Task objective: Output every entry exactly as written.

Items from a dataset:
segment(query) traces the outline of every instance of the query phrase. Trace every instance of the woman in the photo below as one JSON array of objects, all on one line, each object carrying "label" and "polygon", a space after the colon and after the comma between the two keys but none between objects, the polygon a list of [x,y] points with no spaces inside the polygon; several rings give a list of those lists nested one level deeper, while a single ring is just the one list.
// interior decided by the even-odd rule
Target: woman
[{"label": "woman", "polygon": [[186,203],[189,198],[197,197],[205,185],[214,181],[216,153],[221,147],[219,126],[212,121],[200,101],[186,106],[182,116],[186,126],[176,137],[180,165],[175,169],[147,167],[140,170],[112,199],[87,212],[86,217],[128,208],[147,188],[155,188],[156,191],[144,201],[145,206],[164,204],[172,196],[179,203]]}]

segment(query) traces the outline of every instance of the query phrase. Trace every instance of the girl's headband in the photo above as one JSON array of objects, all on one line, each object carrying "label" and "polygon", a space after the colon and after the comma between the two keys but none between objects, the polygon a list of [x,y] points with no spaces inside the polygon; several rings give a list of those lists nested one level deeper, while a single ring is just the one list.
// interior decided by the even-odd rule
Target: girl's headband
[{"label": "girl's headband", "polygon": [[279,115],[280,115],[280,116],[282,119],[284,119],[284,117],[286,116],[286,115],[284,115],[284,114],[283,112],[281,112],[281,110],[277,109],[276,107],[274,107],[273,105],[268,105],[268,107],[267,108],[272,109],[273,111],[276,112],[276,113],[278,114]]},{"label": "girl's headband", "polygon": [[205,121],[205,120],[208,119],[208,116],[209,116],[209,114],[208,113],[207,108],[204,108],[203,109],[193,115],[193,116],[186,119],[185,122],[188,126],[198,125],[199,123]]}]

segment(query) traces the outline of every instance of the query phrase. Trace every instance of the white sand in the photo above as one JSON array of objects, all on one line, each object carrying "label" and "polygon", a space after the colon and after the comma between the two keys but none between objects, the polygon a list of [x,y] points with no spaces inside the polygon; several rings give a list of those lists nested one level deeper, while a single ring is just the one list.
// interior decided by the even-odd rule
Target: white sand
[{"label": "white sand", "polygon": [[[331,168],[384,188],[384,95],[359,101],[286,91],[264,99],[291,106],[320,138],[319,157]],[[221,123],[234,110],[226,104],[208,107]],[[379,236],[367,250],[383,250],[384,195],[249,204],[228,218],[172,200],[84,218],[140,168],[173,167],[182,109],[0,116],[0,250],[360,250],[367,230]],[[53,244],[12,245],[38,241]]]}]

Task result:
segment(query) traces the outline of every instance of the query phrase. Trace every instance of the woman in the photo below as one JSON array of objects, all on one line, each object carrying "label" and "polygon", a space after the colon and after the comma between the two keys but none between objects, the polygon a list of [x,y] points with no spaces inside the polygon; several rings give a list of those lists nested one level deeper, while a single ring is just the one list.
// interior decided by the even-odd rule
Target: woman
[{"label": "woman", "polygon": [[186,203],[189,198],[197,197],[205,185],[214,181],[216,153],[221,147],[219,126],[212,121],[200,101],[186,106],[182,116],[186,126],[176,137],[180,165],[175,169],[147,167],[140,170],[112,199],[87,212],[86,217],[128,208],[147,188],[155,188],[156,191],[144,201],[145,206],[164,204],[172,196],[179,203]]}]

segment(query) traces the outline of every instance of the query phrase. Trace every instance of the girl's headband in the photo above as one JSON array of objects, all on one line, each object carrying "label" and "polygon", a space after the colon and after the comma between the two keys but none between objects, the polygon a list of [x,y] points with no spaces inside the polygon; several rings give a list of those lists nested one level deeper, while a single ring is just the one list.
// interior decided by the even-odd rule
Target: girl's headband
[{"label": "girl's headband", "polygon": [[279,115],[280,115],[280,116],[282,119],[284,119],[284,117],[286,116],[286,115],[284,115],[284,114],[283,112],[281,112],[281,110],[277,109],[276,107],[274,107],[273,105],[268,105],[268,107],[267,108],[272,109],[273,111],[276,112],[276,113],[278,114]]},{"label": "girl's headband", "polygon": [[205,121],[205,120],[208,119],[208,116],[209,116],[209,114],[208,113],[207,108],[204,108],[203,109],[193,115],[193,116],[186,119],[185,122],[188,126],[198,125],[199,123]]}]

segment(query) traces the outline of every instance of the query phrase. Trace every instance of the white sand in the photo above as one JSON array of objects, all on one line, each object carrying "label" and "polygon", a space after the colon and after the comma between the two keys but none between objects, the polygon a list of [x,y] points with no spaces inside the polygon; several rings give a list of those lists nested one level deeper, while a single ring is just the one list.
// interior decided by the even-odd rule
Target: white sand
[{"label": "white sand", "polygon": [[[331,168],[384,188],[384,95],[359,101],[286,91],[264,99],[291,106],[320,138],[319,157]],[[221,123],[234,110],[226,104],[208,107]],[[379,236],[367,250],[383,250],[384,195],[249,204],[228,218],[172,200],[84,218],[140,168],[173,167],[182,109],[0,116],[0,250],[360,250],[367,230]],[[53,244],[12,245],[38,241]]]}]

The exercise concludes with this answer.